== WORK TO DO ==
(A) Summarize the lamb chops thread in three sentences.
(B) Write the next part of the lamb chops thread, beginning after its final line.
Start of GIVEN PASSAGE
# Fall of the bone lamb chops...



## dernektambura (Oct 20, 2019)

Today wifie cooks and I gotta admit she is the one... my favourite " lamb chops, swimming in the red wine sauce" recipe... she does her thing and I bring empty stomach and six pack for me... yes, I do initial bbq lamb thing but everything else is her...
High temp, 2 min each side lamb bbq... spices: white and black peper, sage, eggnog pinch...






lamb chops done on bbq...
	

		
			
		

		
	






lamb chops covered with red onion and good amount of fresh garlic... red wine and rosemary... (upsss...I accidentally sprinkled half of Tuborg beer over lamb chops while wifie was busy and looking the other way..)...





Cover with aluminum foil and simmer for one hour at 200C in oven...Two lamb chops pieces already missing from the time wifie got it out of oven and table... Who dunn it?!





Mushed potato...garlic stuffed olives... garden salad...lamb chops and Tuborg beer.... off to watch movie and sleep...


----------



## GATOR240 (Oct 20, 2019)

Fine looking meal. Like! I also made lamb chops tonight in the cast iron skillet. it was the first time in several years that I had them...the recent post's made me do it.


----------



## chef jimmyj (Oct 20, 2019)
End of GIVEN PASSAGE
Start of SUPPLIED DATA
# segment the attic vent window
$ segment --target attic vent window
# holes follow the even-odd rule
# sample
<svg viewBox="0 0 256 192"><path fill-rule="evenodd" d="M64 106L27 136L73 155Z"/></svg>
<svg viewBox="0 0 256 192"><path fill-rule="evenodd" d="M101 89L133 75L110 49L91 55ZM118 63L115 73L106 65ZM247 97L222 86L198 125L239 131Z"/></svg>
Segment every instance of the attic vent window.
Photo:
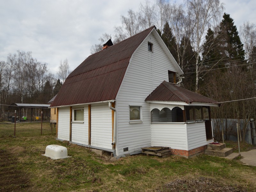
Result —
<svg viewBox="0 0 256 192"><path fill-rule="evenodd" d="M148 42L148 51L149 51L153 52L153 44L151 43Z"/></svg>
End of SUPPLIED DATA
== FINAL RESULTS ==
(A) dernektambura describes a favorite recipe of lamb chops in red wine sauce, cooked mostly by the wife after the chops are first grilled at high heat for two minutes a side with white and black pepper, sage and a pinch of eggnog. The chops are then covered with red onion, fresh garlic, red wine and rosemary, plus half a Tuborg beer that dernektambura sprinkled on while the wife looked away, and simmered under aluminum foil for one hour at 200C in the oven. The meal is served with mashed potato, garlic-stuffed olives, garden salad and Tuborg beer, and GATOR240 praises it and mentions cooking lamb chops in a cast iron skillet that night for the first time in several years.

(B)
Looks great and I was glad to see Shoulder Chops. I would have Cried if you Braised, Rib or Loin Chops...JJ


----------



## atomicsmoke (Oct 20, 2019)

Awesome meal.

6 pack? Not after a meal like that. :-)


----------



## smokerjim (Oct 20, 2019)

looks great


----------



## disco (Oct 20, 2019)

Lovely lamb, Lad! Big like.


----------



## chilerelleno (Oct 20, 2019)

Oh man, I'd be all over a plate of that!
That all looks so delicious.
*Like!*


----------



## gmc2003 (Oct 20, 2019)

Baaaaaaaaad to the bone, excellent looking chops. 

Point for sure
Chris


----------



## sawhorseray (Oct 20, 2019)

That is a beautiful looking plate! Something about the buttery appearance of those taters with gravy, make me want some right now. Like. RAY


----------



## dernektambura (Oct 21, 2019)

Thank you guys... some dish recipes, even thou they seem to be simple and straightforward are perfect...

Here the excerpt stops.